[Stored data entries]
++++++++++++++++++++

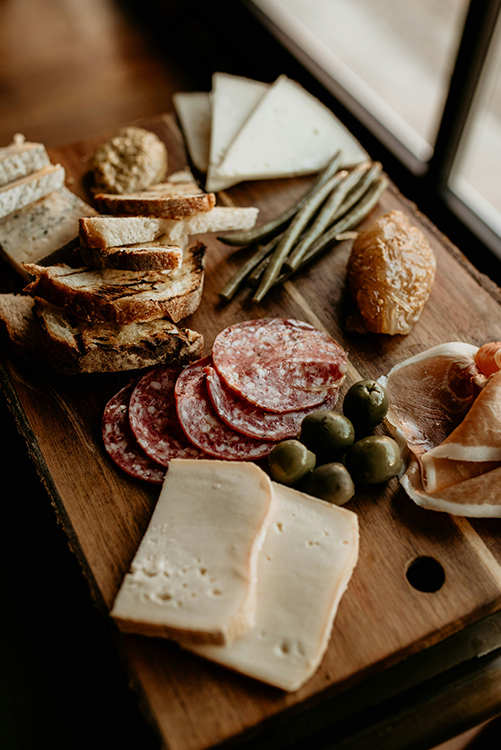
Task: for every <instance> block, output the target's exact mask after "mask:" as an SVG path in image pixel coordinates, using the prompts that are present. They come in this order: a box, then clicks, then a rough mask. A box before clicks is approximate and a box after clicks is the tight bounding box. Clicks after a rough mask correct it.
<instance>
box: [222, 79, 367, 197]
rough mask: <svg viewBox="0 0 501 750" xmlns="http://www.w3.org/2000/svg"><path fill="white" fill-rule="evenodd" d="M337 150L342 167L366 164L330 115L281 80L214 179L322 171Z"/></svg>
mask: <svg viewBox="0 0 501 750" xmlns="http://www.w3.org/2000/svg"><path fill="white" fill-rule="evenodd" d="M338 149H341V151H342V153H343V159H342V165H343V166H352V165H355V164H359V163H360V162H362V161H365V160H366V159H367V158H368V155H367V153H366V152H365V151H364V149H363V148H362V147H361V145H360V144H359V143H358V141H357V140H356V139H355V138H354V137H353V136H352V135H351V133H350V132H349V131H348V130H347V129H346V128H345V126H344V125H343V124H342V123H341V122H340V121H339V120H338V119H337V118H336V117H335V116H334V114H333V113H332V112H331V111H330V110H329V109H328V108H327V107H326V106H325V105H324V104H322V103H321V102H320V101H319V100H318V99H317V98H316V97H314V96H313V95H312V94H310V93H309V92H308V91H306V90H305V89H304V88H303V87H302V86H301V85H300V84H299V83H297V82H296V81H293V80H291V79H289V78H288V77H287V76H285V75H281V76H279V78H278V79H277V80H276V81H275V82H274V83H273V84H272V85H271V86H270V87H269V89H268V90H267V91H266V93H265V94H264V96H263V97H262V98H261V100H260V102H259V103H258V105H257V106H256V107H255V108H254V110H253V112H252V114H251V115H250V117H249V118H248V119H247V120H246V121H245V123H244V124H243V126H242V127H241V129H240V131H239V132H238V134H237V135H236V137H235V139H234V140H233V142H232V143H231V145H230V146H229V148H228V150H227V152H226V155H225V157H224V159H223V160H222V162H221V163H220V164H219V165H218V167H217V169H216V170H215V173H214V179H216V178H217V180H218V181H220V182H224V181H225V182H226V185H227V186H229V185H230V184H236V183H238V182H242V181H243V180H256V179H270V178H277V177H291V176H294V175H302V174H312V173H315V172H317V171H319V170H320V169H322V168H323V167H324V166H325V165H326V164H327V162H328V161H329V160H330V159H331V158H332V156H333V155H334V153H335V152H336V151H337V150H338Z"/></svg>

++++++++++++++++++++

Transcribe every line of the records exactly. Pictures do not belong in the copy.

Task: for every <instance> block, output the target's exact mask after "mask:" as an SVG path in image pixel coordinates, using the prompts that are present. They come in this order: a box, then clicks, then a rough mask. A box before clicks is approximate and a box after clicks is the tight bounding box. Clicks after a rough mask correct it.
<instance>
box: [222, 79, 367, 197]
rough mask: <svg viewBox="0 0 501 750" xmlns="http://www.w3.org/2000/svg"><path fill="white" fill-rule="evenodd" d="M337 150L342 167L366 164L330 115L281 80L214 179L322 171Z"/></svg>
mask: <svg viewBox="0 0 501 750" xmlns="http://www.w3.org/2000/svg"><path fill="white" fill-rule="evenodd" d="M338 149H341V151H342V153H343V159H342V165H343V166H352V165H355V164H359V163H360V162H362V161H365V160H366V159H367V158H368V155H367V153H366V152H365V151H364V149H363V148H362V147H361V145H360V144H359V143H358V141H357V140H356V139H355V138H354V137H353V136H352V135H351V133H350V132H349V131H348V130H347V129H346V128H345V126H344V125H343V124H342V123H341V122H340V121H339V120H338V119H337V118H336V117H335V116H334V114H333V113H332V112H331V111H330V110H329V109H328V108H327V107H326V106H325V105H324V104H322V103H321V102H320V101H319V100H318V99H317V98H316V97H314V96H313V95H312V94H310V93H309V92H308V91H306V90H305V89H304V88H303V87H302V86H301V85H300V84H299V83H297V82H296V81H293V80H291V79H289V78H288V77H287V76H285V75H281V76H279V78H278V79H277V80H276V81H275V82H274V83H273V84H272V85H271V86H270V87H269V89H268V90H267V91H266V93H265V94H264V96H263V97H262V98H261V100H260V102H259V103H258V105H257V106H256V107H255V108H254V110H253V112H252V114H251V115H250V117H249V118H248V119H247V120H246V121H245V123H244V124H243V126H242V127H241V129H240V131H239V132H238V134H237V135H236V137H235V139H234V140H233V142H232V143H231V145H230V146H229V148H228V150H227V152H226V155H225V157H224V159H223V160H222V162H221V163H220V164H219V165H218V167H217V169H216V170H215V173H214V179H216V178H217V180H218V181H220V182H224V181H225V182H226V185H227V186H229V185H230V184H236V183H238V182H242V181H243V180H256V179H270V178H277V177H291V176H294V175H302V174H312V173H315V172H317V171H319V170H320V169H322V168H323V167H324V166H325V165H326V164H327V162H328V161H329V160H330V159H331V158H332V156H333V155H334V153H335V152H336V151H337V150H338Z"/></svg>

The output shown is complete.